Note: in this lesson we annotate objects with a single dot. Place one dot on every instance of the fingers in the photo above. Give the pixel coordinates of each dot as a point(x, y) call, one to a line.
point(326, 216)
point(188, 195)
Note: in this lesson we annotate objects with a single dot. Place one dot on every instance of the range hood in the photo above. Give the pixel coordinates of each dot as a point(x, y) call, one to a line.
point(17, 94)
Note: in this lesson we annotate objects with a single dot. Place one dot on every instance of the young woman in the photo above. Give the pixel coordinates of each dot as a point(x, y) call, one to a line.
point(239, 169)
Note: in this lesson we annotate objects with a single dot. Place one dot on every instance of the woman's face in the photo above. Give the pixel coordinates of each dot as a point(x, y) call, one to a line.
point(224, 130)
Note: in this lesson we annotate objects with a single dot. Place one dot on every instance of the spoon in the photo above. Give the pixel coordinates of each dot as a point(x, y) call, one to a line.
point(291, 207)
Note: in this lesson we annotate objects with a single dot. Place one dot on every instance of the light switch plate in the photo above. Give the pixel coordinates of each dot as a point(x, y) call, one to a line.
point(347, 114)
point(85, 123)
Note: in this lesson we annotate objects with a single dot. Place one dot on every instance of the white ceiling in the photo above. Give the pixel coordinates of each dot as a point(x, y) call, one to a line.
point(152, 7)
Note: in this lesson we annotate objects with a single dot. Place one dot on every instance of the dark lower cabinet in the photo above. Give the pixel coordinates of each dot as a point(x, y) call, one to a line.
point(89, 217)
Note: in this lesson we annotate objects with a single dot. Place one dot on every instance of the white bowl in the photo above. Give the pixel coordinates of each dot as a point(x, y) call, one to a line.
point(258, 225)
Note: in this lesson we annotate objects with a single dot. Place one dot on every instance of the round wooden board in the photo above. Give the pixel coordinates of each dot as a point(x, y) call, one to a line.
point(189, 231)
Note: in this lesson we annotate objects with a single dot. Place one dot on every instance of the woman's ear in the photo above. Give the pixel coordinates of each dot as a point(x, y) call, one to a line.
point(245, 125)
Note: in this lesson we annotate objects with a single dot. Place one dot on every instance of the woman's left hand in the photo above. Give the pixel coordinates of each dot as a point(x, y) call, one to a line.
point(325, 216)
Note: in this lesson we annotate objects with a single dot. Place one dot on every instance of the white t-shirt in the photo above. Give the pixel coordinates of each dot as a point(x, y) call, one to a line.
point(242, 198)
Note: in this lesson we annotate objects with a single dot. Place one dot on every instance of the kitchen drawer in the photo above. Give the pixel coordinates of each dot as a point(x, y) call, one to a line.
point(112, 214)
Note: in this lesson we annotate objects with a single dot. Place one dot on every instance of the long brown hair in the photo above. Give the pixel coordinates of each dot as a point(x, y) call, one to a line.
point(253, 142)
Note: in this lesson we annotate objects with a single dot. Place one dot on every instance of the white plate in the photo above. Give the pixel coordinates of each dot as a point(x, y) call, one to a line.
=====
• WHAT THE TASK REQUIRES: Reproduce the full listing exactly.

• SOLUTION TO THE PROBLEM:
Note: in this lesson we annotate objects with a single dot. Place one dot on every instance of the fingers in the photo above. Give the pixel coordinates of each dot as a point(x, y) call, one to a line.
point(326, 216)
point(188, 195)
Note: in this lesson we annotate objects with a single dot. Place one dot on every instance of the range hood in the photo above. Give the pixel coordinates of each dot as a point(x, y) call, one to a line.
point(17, 94)
Note: in this lesson we annotate objects with a single dot. Place one dot on every instance of the young woman in the photo above. Give the pixel coordinates of each dot as a point(x, y) call, one to a line.
point(239, 169)
Note: in this lesson we annotate objects with a single dot. Place one dot on every instance of the woman's face in the photo above. Give the pixel coordinates of each dot as a point(x, y) call, one to a line.
point(224, 130)
Note: in this lesson we annotate objects with a single dot. Place one dot on every instance of the spoon in the photo above. Give the pixel coordinates of each dot as a point(x, y) call, one to a line.
point(291, 207)
Note: in this lesson we annotate objects with a single dot. Place one dot on every instance of the light switch plate in the photo above. Give the pixel coordinates of each dot as a point(x, y) call, one to a line.
point(347, 114)
point(85, 123)
Note: in this lesson we annotate objects with a single dot. Place one dot on every instance of the white ceiling in the photo above. Give the pixel coordinates of each dot as a point(x, y) call, one to a line.
point(152, 7)
Note: in this lesson we annotate objects with a single dot. Place one dot on every instance of the dark lower cabinet in the photo above. Give the pixel coordinates of each dot as a point(x, y) call, one to a line.
point(89, 217)
Note: in this lesson we annotate objects with a single dot. Place one dot on every instance of the white bowl in the photo above. Give the pixel coordinates of each dot as a point(x, y) call, one to a line.
point(258, 225)
Note: in this lesson we annotate objects with a single dot. Place one dot on every instance of the round wooden board in the photo above. Give the pixel coordinates of each dot as a point(x, y) call, one to a line.
point(189, 231)
Note: in this lesson we annotate objects with a single dot. Place one dot on every instance of the woman's ear in the photo above. Give the pixel coordinates of each dot as a point(x, y) call, one to a line.
point(245, 125)
Note: in this lesson we annotate objects with a single dot. Place one dot on every instance of the woman's left hand in the photo above. Give the pixel coordinates of each dot as a point(x, y) call, one to a line.
point(325, 216)
Note: in this lesson we annotate objects with a single dot. Place one dot on every instance of the white t-shirt in the photo above. Give the pixel coordinates of each dot as a point(x, y) call, one to a line.
point(242, 198)
Note: in this lesson we annotate objects with a single dot. Place one dot on every instance of the kitchen drawer in the photo above. Give the pixel coordinates of each dot as a point(x, y) call, one to a line.
point(112, 214)
Note: in this lesson we annotate objects with a single dot. Place one dot on every instance of the long brown hair in the photo above. Give the pixel coordinates of each dot as a point(x, y) call, one to a line.
point(253, 142)
Note: in this lesson we annotate objects with a single dot. Place one dot on every instance of the white plate in the photo above. Give the pixel coordinates of each dot as a point(x, y) call, one to a line.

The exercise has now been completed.